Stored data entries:
---

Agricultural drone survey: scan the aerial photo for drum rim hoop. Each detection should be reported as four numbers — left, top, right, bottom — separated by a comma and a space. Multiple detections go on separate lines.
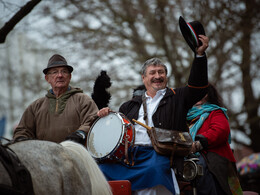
86, 112, 128, 160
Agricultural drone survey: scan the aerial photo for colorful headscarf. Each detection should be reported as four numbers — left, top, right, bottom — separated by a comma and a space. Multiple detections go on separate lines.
187, 103, 231, 144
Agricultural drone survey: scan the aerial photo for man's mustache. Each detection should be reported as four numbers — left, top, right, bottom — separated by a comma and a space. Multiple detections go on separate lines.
152, 78, 164, 83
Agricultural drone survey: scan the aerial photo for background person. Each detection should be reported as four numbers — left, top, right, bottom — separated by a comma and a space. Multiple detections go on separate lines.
13, 54, 99, 145
187, 83, 243, 195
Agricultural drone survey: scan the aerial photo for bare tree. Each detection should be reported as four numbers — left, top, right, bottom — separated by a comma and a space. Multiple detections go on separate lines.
0, 0, 259, 151
38, 0, 260, 151
187, 0, 260, 151
0, 0, 41, 43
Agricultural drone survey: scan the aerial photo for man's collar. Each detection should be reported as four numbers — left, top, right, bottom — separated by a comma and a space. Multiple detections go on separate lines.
50, 86, 71, 95
145, 88, 167, 98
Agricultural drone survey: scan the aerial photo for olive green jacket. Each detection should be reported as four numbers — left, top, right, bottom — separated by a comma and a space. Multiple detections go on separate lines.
13, 87, 99, 143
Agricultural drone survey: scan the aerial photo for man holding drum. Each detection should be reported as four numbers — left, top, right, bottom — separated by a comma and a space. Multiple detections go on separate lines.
97, 17, 209, 195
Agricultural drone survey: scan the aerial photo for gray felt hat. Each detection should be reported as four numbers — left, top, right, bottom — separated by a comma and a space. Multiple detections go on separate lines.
43, 54, 73, 74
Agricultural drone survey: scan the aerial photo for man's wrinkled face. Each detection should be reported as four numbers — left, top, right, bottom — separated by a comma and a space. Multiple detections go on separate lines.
45, 67, 71, 90
142, 65, 167, 93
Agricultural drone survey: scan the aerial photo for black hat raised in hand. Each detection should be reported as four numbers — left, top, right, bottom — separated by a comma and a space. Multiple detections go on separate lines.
179, 16, 206, 53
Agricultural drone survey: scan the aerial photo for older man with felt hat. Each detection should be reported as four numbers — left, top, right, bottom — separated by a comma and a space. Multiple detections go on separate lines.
13, 54, 99, 145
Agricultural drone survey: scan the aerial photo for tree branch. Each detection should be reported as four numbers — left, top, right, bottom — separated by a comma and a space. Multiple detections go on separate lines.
0, 0, 41, 43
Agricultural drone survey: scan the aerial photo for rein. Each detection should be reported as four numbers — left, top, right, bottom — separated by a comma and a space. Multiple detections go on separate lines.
0, 138, 34, 195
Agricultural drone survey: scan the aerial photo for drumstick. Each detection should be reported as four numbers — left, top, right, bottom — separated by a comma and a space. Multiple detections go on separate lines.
132, 119, 152, 130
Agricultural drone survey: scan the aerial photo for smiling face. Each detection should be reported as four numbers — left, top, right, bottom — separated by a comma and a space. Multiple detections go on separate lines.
45, 67, 71, 94
142, 65, 168, 97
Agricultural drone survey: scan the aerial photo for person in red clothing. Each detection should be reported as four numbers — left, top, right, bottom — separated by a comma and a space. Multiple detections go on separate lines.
187, 83, 242, 195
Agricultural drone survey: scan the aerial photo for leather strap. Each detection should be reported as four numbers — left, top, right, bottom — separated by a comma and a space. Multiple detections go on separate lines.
142, 93, 175, 167
123, 135, 130, 165
0, 143, 34, 195
142, 93, 148, 125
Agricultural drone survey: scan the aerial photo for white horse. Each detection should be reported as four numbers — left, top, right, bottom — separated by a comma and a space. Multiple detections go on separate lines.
0, 140, 112, 195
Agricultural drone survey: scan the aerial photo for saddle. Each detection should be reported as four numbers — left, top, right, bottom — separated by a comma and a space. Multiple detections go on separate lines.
0, 138, 34, 195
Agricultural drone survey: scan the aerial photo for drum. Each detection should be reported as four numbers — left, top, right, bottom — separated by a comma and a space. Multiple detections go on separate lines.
87, 112, 135, 162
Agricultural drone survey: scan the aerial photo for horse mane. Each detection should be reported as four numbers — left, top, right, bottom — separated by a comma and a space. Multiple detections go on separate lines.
60, 141, 112, 195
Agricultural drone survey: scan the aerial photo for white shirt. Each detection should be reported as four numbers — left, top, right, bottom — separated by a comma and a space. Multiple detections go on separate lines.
134, 88, 166, 145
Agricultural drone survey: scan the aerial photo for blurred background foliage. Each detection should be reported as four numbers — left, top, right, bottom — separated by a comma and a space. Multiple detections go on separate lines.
0, 0, 259, 154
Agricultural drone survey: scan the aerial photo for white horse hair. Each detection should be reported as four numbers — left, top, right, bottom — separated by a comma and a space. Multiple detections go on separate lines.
60, 140, 112, 195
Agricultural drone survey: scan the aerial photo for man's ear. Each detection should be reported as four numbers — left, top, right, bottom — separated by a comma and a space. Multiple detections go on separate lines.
45, 75, 49, 83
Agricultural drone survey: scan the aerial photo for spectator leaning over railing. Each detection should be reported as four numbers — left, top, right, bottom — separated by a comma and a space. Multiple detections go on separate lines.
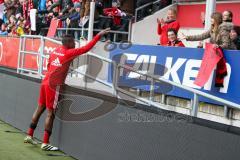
59, 2, 81, 28
97, 1, 127, 41
34, 0, 58, 35
167, 28, 184, 47
157, 8, 180, 46
180, 12, 236, 87
103, 2, 126, 27
181, 12, 236, 50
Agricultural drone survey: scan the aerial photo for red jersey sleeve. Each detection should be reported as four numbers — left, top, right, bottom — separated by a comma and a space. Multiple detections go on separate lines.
170, 21, 180, 32
65, 34, 101, 60
157, 24, 162, 35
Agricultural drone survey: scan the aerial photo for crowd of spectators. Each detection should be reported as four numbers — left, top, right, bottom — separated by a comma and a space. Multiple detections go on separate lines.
0, 0, 173, 41
0, 0, 173, 38
157, 9, 240, 50
0, 0, 239, 50
0, 0, 137, 38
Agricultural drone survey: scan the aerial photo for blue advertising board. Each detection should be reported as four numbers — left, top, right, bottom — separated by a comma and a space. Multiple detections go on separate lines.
108, 44, 240, 105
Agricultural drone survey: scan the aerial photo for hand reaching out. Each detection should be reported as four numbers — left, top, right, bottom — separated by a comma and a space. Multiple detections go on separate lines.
179, 32, 187, 41
97, 28, 111, 37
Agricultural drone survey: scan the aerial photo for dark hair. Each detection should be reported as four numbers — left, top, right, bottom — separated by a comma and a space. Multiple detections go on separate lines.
62, 34, 74, 47
226, 10, 233, 19
167, 28, 178, 35
233, 26, 240, 35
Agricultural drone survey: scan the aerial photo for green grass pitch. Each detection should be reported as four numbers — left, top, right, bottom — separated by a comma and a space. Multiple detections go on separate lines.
0, 120, 76, 160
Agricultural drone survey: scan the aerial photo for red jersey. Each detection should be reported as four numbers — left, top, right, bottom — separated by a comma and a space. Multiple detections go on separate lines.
43, 35, 100, 87
167, 40, 185, 47
72, 0, 80, 3
157, 20, 180, 46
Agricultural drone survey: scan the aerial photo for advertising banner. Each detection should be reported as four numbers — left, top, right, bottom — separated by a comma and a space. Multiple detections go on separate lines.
109, 44, 240, 104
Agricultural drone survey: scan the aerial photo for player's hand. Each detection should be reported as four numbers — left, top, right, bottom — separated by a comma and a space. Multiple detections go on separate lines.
98, 28, 111, 37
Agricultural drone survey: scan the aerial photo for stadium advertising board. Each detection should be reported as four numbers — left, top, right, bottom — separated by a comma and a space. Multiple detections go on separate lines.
109, 44, 240, 105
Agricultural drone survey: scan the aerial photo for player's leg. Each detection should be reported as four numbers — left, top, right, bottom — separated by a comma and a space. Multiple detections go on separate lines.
29, 106, 46, 136
24, 106, 46, 145
41, 109, 58, 151
24, 84, 46, 145
43, 109, 55, 144
41, 85, 60, 151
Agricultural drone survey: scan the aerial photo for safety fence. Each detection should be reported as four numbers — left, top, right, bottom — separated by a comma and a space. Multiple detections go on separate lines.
1, 36, 240, 120
44, 28, 131, 43
40, 15, 134, 43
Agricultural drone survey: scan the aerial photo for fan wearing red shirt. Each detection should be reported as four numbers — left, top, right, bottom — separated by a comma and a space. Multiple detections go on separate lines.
157, 9, 180, 46
24, 28, 110, 151
167, 28, 185, 47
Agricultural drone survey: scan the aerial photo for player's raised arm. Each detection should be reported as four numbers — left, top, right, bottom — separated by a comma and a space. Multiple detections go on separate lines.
66, 28, 110, 59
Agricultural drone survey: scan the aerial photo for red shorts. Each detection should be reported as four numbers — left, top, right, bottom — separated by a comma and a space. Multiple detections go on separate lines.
38, 84, 61, 110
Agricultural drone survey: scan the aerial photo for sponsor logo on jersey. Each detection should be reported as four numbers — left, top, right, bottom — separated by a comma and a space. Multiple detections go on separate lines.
53, 51, 64, 56
51, 58, 62, 67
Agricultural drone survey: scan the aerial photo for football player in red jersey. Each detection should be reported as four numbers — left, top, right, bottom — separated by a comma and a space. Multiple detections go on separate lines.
24, 28, 110, 151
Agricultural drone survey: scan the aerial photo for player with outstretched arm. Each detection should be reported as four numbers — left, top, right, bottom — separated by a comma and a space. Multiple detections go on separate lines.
24, 28, 110, 151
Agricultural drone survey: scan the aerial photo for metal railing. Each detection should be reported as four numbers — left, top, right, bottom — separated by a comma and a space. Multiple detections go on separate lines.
41, 27, 131, 43
41, 15, 134, 43
116, 64, 240, 116
17, 35, 62, 77
66, 28, 129, 42
135, 0, 167, 22
17, 35, 240, 118
68, 52, 240, 117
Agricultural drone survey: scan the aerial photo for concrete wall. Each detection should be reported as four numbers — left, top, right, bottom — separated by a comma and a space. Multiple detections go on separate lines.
2, 69, 240, 160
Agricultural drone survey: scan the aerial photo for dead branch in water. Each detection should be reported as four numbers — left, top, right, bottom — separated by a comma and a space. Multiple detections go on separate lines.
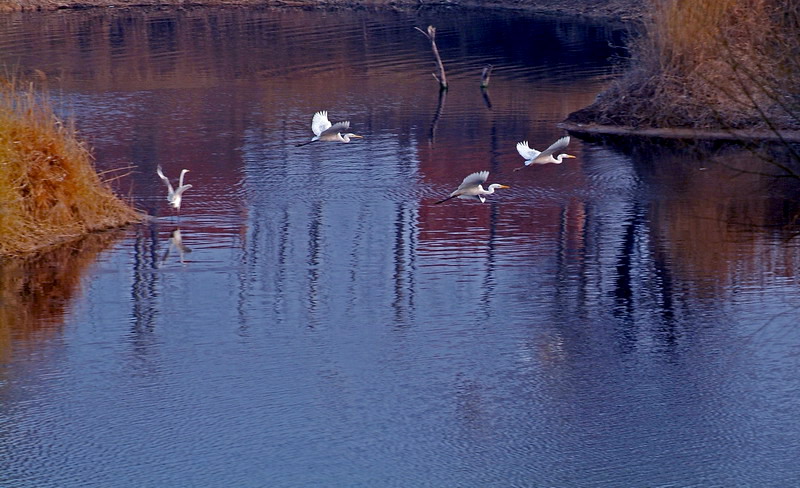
415, 25, 447, 91
429, 88, 447, 142
480, 65, 493, 88
480, 65, 493, 109
481, 87, 493, 110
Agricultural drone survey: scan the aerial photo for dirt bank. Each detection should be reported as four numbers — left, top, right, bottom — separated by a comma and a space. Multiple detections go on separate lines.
563, 1, 800, 142
0, 0, 645, 22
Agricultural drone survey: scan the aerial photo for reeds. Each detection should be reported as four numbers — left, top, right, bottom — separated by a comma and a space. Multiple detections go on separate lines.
568, 0, 800, 132
0, 78, 141, 256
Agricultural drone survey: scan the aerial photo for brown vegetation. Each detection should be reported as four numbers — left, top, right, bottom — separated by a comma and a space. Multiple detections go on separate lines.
566, 0, 800, 134
0, 78, 141, 256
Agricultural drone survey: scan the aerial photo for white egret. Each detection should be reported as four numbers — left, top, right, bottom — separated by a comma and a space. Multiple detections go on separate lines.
296, 110, 363, 146
156, 166, 192, 214
435, 170, 510, 204
513, 135, 576, 171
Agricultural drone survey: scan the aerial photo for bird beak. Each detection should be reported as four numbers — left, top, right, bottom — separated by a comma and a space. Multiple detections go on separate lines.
565, 154, 577, 159
499, 185, 510, 189
351, 134, 364, 139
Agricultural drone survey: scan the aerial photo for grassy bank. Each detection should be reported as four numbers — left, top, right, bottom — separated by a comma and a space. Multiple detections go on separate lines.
0, 79, 141, 256
566, 0, 800, 134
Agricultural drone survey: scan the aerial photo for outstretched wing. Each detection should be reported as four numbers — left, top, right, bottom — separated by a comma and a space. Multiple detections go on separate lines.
516, 141, 540, 162
538, 136, 570, 159
173, 184, 193, 198
320, 120, 351, 136
457, 170, 489, 190
156, 166, 174, 193
311, 111, 332, 136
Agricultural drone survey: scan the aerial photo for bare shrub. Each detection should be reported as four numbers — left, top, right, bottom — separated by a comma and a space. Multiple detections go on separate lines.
568, 0, 800, 132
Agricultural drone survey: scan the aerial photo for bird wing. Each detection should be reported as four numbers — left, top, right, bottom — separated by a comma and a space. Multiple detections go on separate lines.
516, 141, 540, 162
538, 136, 570, 159
457, 170, 489, 190
174, 184, 193, 198
311, 111, 332, 136
156, 166, 174, 193
178, 169, 190, 188
457, 194, 486, 202
320, 120, 350, 136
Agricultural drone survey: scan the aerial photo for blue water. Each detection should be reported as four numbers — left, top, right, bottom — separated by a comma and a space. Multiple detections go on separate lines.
1, 7, 799, 487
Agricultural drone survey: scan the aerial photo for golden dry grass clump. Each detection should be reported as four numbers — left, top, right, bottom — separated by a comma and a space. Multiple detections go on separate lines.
0, 79, 141, 256
567, 0, 800, 131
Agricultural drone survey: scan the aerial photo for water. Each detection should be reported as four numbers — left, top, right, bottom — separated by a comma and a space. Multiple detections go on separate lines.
1, 7, 799, 487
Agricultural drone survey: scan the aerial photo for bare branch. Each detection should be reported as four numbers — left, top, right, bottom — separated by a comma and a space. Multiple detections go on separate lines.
480, 65, 493, 88
416, 25, 447, 90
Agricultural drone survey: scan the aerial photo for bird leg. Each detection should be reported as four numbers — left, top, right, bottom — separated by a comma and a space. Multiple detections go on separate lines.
434, 194, 457, 205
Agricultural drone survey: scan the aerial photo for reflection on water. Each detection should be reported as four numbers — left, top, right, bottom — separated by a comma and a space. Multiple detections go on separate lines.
159, 228, 191, 266
0, 230, 124, 363
1, 6, 799, 488
582, 136, 800, 299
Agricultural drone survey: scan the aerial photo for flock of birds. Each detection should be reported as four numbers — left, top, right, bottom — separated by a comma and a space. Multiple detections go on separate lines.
156, 110, 576, 214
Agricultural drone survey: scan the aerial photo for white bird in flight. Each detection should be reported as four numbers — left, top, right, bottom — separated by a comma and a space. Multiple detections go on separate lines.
296, 110, 363, 146
514, 135, 576, 171
156, 166, 192, 214
435, 170, 510, 204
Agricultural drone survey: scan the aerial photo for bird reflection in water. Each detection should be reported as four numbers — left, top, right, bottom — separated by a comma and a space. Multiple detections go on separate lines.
160, 228, 191, 266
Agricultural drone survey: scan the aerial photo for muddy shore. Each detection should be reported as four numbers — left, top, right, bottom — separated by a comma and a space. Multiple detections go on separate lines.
0, 0, 645, 22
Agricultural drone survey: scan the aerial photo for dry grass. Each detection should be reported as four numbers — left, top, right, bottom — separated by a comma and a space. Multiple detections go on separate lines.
0, 78, 141, 256
568, 0, 800, 132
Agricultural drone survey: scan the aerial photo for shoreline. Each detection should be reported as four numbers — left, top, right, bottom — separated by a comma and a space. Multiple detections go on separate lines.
558, 122, 800, 144
5, 1, 792, 143
0, 0, 646, 22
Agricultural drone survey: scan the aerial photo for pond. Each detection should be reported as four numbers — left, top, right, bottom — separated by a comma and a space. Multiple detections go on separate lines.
1, 6, 799, 487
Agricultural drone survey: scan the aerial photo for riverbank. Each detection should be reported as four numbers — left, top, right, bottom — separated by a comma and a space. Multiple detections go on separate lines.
0, 80, 141, 257
557, 122, 800, 143
0, 0, 646, 21
563, 1, 800, 142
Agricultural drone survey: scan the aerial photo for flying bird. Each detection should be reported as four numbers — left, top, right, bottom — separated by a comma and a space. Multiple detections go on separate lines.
156, 166, 192, 214
514, 135, 575, 171
435, 170, 510, 204
296, 110, 363, 146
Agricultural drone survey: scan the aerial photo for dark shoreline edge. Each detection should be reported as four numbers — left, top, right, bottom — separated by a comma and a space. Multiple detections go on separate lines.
0, 0, 646, 22
559, 122, 800, 143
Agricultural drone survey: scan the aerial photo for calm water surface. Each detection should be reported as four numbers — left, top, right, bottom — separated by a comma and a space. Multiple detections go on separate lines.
1, 7, 799, 487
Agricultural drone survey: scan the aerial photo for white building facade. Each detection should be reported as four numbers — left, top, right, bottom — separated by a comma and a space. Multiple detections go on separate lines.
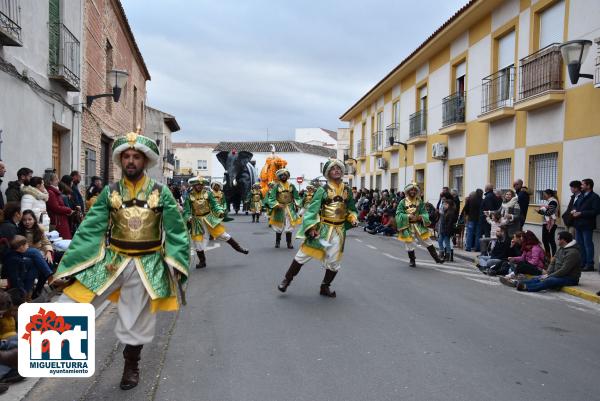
145, 106, 180, 183
173, 142, 217, 180
294, 128, 338, 149
0, 0, 83, 183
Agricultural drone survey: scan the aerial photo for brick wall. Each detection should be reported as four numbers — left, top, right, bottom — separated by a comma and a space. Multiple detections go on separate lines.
80, 0, 149, 184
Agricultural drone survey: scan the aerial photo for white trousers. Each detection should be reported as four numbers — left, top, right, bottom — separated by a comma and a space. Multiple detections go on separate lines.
192, 219, 231, 251
272, 214, 293, 234
294, 229, 343, 272
58, 259, 156, 345
404, 236, 434, 252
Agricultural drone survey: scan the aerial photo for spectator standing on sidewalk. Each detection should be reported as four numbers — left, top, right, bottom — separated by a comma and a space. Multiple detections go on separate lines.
480, 184, 501, 241
497, 189, 521, 237
571, 178, 600, 272
513, 231, 581, 292
5, 167, 32, 203
436, 187, 451, 210
20, 177, 51, 232
513, 179, 530, 229
44, 173, 73, 240
437, 198, 457, 261
70, 171, 85, 213
537, 189, 559, 257
462, 189, 483, 252
562, 180, 582, 236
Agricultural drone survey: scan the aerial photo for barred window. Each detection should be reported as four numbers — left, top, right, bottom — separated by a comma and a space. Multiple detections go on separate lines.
529, 152, 558, 204
197, 160, 208, 170
360, 176, 366, 189
390, 172, 398, 191
449, 164, 464, 197
490, 158, 511, 192
375, 174, 382, 190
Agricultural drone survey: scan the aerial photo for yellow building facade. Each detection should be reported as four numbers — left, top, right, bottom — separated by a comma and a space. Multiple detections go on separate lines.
341, 0, 600, 229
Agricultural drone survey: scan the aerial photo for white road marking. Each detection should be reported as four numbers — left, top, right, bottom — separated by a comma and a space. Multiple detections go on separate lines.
465, 277, 500, 286
366, 244, 377, 250
383, 253, 402, 260
355, 238, 363, 243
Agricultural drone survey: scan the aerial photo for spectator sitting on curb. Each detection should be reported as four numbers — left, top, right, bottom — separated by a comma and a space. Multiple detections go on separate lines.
0, 289, 20, 391
502, 231, 546, 282
477, 227, 511, 273
487, 231, 524, 277
501, 231, 581, 292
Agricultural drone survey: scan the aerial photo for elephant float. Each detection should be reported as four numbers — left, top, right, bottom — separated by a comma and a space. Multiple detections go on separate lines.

---

Beginning with the line that contains "Agricultural drone survey: scan the aerial photo for yellow", set down every line through the end of the data without change.

■ **FINAL ANSWER**:
Agricultural drone survey: scan the aerial photo for yellow building facade. Each detection should be reported as four numbers — left, top, right, bottom — separated by a comma and a space. Multiple detections go on separate lines.
341, 0, 600, 229
Agricultural drone survey: scan the aerial photo for white road marking. Each detection should be reported as four numbers — left, top, right, bottom — separated by a comma and a space. Multiple detections go on separate lines.
465, 277, 500, 286
366, 244, 377, 250
383, 253, 402, 260
355, 238, 363, 243
Agricultural drone survey: scan the aerial photo for spectator sitting on curb. Each detection should be reported as four numbers — left, top, right, bottom — separated by a comma and a space. Multiple detections go on separate lines.
0, 289, 20, 391
502, 231, 546, 282
477, 227, 511, 273
487, 231, 524, 277
501, 231, 581, 292
Agricultural drone survey: scan the aerial photo for elephant float. Each detection should be reported as four numbers — left, top, right, bottom — separated by a comma and a space. Multiple detections go on separate lines.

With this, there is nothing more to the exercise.